(Excerpt):
--------
After being alerted of threats, which were sent via email, the university’s Department of Public Safety (DPS) conducted a search of Brown-RISD Hillel and determined there is “no evidence of any one-site threat.” DPS vice president Rodney Chatman told The Brown Daily Herald that “local, state, and federal authorities” are investigating the incident.
“This comes at an especially difficult time of distress on our campuses,” Brown University president Christina H. Paxson said in a statement addressing the incident. “Our students, faculty, and staff continue to grapple with the deaths of Israelis, Palestinians, and others in the wake of the October 7 attacks, as well as a despicable act of violence against a member of the Brown community here in the United States last November, and increases in reports of antisemitism, Islamophobia and other forms of hate.”
In Sunday’s statement President Paxson said that “robust” security measures will be implemented to protect Brown-RISD Hillel, as well as the officials who were threatened, from harm.
--------
(Data extract):
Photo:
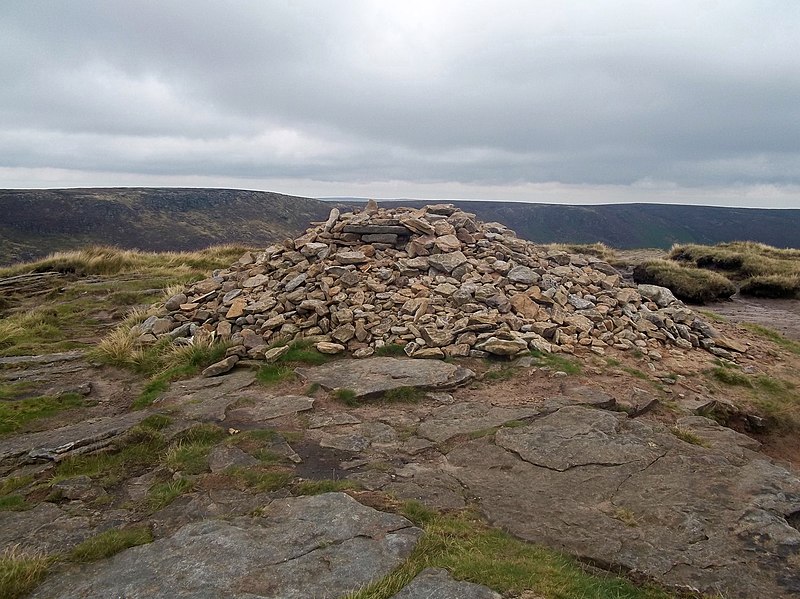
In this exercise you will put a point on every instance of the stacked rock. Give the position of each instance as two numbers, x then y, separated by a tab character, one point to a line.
436	282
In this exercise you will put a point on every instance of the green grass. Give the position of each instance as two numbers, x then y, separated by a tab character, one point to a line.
13	483
556	362
109	543
14	390
13	503
774	336
471	550
189	452
140	449
303	352
161	495
731	376
262	479
181	363
21	571
156	422
14	415
317	487
271	374
694	285
764	271
688	436
636	372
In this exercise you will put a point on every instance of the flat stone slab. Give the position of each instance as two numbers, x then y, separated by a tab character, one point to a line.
273	407
206	398
67	356
373	376
632	495
69	440
323	546
436	583
469	417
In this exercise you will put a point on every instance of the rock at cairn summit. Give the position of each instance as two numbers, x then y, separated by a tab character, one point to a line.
435	281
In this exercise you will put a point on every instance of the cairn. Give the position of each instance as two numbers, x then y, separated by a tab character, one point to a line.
435	281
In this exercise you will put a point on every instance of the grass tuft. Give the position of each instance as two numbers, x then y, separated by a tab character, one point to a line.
470	550
271	374
403	395
262	479
21	571
556	362
109	543
694	285
14	415
161	495
13	503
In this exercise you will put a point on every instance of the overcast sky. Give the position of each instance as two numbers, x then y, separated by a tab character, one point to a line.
692	101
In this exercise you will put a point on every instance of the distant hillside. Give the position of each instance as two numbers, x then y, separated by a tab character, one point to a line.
35	222
637	225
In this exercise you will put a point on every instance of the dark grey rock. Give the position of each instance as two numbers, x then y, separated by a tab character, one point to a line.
634	496
323	546
372	376
435	583
462	418
223	457
221	367
273	407
74	439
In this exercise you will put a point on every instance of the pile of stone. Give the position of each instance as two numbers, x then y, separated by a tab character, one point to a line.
435	281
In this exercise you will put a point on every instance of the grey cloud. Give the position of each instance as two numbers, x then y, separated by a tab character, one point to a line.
479	93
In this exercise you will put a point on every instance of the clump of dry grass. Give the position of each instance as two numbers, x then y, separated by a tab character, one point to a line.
104	260
765	271
21	571
693	285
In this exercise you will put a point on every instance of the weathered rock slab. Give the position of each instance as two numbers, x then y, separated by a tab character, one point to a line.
323	546
435	583
373	376
468	417
69	440
635	496
268	408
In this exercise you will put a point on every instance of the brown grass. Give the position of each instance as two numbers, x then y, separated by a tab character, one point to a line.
693	285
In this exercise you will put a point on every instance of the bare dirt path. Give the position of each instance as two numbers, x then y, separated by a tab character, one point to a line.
783	315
--------
(Work to be completed): Copy the excerpt about the threats against Brown-RISD Hillel word for word, in full. The material has nothing to do with the excerpt.

(Solution):
After being alerted of threats, which were sent via email, the university’s Department of Public Safety (DPS) conducted a search of Brown-RISD Hillel and determined there is “no evidence of any one-site threat.” DPS vice president Rodney Chatman told The Brown Daily Herald that “local, state, and federal authorities” are investigating the incident.
“This comes at an especially difficult time of distress on our campuses,” Brown University president Christina H. Paxson said in a statement addressing the incident. “Our students, faculty, and staff continue to grapple with the deaths of Israelis, Palestinians, and others in the wake of the October 7 attacks, as well as a despicable act of violence against a member of the Brown community here in the United States last November, and increases in reports of antisemitism, Islamophobia and other forms of hate.”
In Sunday’s statement President Paxson said that “robust” security measures will be implemented to protect Brown-RISD Hillel, as well as the officials who were threatened, from harm.